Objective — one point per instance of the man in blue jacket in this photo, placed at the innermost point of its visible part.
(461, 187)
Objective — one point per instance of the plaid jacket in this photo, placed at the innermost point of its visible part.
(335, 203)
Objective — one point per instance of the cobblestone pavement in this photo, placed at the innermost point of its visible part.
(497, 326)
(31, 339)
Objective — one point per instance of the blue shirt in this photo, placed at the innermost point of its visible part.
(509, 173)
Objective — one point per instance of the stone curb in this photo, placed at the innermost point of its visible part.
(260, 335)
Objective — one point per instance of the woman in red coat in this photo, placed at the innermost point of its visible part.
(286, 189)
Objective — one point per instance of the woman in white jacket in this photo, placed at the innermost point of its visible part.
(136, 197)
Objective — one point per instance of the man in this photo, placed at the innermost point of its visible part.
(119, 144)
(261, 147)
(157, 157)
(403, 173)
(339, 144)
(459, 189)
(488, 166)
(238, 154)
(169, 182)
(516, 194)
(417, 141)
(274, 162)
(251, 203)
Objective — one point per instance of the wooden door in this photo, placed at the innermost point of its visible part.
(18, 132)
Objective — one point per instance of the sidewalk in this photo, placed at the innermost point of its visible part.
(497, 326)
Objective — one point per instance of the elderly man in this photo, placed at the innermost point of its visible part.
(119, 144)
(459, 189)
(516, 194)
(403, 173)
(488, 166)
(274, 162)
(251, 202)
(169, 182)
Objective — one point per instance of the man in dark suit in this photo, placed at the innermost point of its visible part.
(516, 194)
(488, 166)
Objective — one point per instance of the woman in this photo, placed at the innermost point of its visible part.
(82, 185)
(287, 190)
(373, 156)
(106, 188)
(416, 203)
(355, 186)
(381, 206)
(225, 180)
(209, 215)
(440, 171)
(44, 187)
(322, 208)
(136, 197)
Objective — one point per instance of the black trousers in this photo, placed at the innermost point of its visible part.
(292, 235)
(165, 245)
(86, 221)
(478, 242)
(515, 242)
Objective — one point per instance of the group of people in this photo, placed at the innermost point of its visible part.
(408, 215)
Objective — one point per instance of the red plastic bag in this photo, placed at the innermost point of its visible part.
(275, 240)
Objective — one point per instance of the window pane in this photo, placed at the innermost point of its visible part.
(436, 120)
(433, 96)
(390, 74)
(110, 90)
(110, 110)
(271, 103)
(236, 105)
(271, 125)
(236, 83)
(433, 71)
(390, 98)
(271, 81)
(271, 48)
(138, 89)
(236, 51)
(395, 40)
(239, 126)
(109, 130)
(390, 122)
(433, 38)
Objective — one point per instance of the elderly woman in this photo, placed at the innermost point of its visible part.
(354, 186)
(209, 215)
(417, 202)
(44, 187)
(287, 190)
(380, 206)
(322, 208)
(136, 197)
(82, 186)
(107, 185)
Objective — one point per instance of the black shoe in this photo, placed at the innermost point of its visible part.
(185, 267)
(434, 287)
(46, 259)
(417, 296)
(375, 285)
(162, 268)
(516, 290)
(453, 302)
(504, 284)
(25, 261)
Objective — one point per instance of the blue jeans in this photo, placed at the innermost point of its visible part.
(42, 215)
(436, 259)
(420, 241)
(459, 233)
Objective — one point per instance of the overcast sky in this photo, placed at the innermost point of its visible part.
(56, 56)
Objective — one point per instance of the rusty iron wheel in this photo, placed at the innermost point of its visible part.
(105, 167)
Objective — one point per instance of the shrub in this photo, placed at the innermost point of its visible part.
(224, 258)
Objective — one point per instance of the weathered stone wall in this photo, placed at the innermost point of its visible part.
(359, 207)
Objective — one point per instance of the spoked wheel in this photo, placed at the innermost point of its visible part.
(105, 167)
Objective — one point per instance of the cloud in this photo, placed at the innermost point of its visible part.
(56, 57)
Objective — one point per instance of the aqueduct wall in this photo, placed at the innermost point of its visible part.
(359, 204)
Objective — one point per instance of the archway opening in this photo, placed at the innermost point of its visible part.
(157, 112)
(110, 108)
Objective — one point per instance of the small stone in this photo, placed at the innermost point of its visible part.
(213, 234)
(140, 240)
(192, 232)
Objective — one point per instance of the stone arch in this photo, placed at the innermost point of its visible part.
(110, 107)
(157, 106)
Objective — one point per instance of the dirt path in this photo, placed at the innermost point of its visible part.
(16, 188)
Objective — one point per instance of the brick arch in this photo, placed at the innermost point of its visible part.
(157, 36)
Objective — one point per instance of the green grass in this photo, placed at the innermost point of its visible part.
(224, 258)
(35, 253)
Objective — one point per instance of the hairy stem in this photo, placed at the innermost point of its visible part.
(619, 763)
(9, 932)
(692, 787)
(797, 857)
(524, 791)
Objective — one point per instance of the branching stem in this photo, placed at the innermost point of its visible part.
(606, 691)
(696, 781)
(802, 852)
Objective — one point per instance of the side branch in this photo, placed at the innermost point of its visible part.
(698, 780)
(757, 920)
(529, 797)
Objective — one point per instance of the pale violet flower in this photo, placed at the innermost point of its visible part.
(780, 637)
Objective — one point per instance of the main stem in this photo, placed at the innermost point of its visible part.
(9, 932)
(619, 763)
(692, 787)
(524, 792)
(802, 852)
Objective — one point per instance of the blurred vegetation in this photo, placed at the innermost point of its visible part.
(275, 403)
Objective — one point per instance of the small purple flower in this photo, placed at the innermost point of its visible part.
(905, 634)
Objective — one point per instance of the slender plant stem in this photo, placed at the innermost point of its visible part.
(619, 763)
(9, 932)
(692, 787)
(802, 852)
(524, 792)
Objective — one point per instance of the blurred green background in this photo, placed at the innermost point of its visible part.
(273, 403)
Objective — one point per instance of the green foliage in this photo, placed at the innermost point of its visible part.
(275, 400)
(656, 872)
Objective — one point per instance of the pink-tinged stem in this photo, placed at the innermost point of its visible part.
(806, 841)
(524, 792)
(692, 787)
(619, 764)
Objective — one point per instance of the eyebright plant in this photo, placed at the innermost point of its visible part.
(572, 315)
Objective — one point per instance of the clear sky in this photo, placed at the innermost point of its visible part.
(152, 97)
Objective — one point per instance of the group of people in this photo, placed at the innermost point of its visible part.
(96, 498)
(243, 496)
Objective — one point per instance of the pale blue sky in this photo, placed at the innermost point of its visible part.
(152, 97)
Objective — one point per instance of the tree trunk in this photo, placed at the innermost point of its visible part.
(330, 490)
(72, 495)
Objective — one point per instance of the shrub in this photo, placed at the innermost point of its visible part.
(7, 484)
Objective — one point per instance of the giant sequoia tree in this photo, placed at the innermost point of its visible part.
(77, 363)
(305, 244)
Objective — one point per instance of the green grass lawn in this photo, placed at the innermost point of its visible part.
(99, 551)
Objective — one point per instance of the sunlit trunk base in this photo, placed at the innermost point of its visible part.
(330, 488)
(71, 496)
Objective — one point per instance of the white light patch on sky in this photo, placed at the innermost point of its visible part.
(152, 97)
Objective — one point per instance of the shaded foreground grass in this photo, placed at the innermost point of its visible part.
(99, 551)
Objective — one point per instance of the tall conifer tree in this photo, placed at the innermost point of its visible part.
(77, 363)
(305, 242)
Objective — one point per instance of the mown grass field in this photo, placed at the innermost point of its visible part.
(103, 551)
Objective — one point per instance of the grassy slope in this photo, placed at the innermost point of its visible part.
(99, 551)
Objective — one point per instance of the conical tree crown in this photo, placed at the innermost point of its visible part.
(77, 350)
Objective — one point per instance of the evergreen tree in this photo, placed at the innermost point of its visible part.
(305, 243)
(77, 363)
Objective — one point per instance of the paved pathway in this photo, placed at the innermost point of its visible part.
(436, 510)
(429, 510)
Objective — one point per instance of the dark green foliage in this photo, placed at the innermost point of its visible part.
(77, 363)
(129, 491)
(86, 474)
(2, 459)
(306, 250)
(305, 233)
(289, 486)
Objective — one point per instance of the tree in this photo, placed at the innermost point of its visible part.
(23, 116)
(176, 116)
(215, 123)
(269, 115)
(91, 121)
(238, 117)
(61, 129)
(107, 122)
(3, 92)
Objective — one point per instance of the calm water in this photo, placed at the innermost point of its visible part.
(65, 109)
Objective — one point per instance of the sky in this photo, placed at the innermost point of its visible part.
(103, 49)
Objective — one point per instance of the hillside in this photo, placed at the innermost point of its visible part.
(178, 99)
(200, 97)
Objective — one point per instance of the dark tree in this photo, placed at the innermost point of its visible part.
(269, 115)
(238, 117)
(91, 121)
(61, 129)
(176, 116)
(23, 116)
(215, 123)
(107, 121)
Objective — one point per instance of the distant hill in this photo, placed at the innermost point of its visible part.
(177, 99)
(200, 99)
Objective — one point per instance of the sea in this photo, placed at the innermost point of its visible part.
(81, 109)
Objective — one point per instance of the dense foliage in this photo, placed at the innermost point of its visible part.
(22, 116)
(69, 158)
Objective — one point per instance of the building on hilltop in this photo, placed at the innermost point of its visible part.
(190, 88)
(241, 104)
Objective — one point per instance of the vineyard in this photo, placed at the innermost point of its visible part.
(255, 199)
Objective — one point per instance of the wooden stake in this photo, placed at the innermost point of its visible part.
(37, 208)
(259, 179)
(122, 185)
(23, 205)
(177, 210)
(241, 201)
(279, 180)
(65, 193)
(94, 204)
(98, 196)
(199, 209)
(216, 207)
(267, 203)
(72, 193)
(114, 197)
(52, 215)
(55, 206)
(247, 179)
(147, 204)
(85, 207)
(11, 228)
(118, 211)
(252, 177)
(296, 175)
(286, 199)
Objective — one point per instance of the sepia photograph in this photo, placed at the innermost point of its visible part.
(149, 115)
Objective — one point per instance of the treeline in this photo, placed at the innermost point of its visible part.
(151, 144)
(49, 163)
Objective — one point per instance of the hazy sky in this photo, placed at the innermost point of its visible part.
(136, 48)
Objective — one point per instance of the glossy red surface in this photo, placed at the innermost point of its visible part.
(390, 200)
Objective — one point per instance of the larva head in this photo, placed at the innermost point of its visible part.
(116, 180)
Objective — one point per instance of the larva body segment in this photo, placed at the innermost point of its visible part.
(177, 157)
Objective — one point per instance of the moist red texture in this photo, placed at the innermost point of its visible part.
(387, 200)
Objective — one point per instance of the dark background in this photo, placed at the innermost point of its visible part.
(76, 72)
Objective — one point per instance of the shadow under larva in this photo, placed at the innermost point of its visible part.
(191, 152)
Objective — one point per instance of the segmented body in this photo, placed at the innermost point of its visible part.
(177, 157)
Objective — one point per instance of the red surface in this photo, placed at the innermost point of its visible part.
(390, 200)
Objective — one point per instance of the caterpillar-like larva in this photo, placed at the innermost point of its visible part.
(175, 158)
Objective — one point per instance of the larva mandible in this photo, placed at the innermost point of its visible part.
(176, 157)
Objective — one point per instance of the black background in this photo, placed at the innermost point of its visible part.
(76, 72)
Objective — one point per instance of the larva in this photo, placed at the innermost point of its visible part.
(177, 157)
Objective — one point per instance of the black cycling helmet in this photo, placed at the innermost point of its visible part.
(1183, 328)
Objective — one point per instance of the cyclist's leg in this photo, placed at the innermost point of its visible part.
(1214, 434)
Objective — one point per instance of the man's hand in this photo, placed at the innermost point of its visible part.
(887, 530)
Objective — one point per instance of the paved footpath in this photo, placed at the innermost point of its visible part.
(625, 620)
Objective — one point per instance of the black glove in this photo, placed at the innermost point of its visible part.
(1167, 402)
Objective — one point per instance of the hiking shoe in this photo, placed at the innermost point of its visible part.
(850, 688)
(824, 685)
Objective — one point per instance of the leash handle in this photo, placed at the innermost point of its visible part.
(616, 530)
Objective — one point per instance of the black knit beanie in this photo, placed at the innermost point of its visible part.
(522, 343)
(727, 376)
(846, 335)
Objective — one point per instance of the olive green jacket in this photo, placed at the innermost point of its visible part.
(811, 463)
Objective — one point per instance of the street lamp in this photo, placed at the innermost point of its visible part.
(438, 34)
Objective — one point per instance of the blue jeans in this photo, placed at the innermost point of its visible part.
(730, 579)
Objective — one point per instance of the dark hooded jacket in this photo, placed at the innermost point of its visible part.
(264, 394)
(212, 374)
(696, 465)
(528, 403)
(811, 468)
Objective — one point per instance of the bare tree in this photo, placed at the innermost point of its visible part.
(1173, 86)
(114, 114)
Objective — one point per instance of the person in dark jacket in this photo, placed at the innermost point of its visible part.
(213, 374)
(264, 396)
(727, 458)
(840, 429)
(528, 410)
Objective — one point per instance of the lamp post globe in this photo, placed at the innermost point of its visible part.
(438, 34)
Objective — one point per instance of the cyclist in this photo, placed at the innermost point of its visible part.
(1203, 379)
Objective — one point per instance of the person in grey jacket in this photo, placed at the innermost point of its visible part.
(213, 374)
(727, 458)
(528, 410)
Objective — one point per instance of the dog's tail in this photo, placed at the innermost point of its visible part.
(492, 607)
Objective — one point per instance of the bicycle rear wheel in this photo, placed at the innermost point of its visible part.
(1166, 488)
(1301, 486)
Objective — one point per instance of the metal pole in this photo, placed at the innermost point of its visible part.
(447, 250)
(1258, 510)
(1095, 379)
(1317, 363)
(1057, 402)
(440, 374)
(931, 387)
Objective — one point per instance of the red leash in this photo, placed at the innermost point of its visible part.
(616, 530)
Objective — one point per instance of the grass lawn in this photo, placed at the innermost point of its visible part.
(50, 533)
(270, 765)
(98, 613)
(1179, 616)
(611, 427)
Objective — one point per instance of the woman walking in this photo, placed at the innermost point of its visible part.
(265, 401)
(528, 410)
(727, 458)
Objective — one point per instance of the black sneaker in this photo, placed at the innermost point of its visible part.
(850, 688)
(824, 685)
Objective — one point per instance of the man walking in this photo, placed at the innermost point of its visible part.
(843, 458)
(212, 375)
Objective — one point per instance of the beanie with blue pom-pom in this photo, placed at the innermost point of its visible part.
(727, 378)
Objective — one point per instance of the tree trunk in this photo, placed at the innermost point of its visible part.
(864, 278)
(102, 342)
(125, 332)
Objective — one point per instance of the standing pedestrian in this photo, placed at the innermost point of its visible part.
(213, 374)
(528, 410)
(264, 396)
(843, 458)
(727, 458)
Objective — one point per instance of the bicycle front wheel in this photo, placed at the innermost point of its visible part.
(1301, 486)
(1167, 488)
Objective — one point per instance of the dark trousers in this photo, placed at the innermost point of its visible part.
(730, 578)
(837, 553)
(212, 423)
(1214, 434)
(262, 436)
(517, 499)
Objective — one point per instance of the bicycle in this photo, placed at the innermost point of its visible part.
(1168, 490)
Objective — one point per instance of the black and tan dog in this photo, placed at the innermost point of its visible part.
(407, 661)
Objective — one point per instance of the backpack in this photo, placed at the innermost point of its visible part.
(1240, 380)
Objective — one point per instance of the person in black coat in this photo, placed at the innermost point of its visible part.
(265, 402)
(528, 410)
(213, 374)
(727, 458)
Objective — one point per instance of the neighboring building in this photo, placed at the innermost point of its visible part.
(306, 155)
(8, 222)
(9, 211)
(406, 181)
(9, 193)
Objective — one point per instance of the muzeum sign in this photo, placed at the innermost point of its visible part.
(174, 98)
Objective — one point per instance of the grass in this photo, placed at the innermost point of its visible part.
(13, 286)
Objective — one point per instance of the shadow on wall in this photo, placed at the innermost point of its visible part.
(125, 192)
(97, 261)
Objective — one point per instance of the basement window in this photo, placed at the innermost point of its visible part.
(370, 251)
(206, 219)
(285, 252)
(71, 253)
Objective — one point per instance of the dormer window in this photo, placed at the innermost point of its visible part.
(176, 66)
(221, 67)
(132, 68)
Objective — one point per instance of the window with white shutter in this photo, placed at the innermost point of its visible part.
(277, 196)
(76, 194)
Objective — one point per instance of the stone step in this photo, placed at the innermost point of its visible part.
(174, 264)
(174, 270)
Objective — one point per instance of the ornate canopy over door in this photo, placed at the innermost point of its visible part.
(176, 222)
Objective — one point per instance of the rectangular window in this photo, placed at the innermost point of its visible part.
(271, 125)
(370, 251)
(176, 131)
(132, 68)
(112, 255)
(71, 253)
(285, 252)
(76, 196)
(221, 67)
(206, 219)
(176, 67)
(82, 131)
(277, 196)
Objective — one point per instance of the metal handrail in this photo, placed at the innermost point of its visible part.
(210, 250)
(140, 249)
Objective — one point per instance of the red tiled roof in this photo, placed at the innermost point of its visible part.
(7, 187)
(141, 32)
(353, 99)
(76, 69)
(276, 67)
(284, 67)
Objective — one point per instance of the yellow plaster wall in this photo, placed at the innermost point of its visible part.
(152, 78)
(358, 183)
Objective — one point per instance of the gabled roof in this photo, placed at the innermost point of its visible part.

——

» Your instructions
Starting at the line that holds "Objective — one point per instance of the metal handrail", set down each line exactly through the last line of the records above, and no others.

» Answer to this problem
Objective — one point per instance of the metal handrail in this photo, placed at the innermost point of its visible part.
(210, 250)
(140, 249)
Objective — one point per instance of the red tiled roof in this photo, placed at the innermost point of its visible part.
(7, 187)
(141, 32)
(353, 99)
(76, 69)
(276, 67)
(284, 67)
Objective — one point per instance of the yellow plaster wall in this photo, placed at the innermost point of its visible part.
(152, 78)
(358, 183)
Objective — one point per instance of the gabled roof in this photo, placed at the innermost point of its visible part.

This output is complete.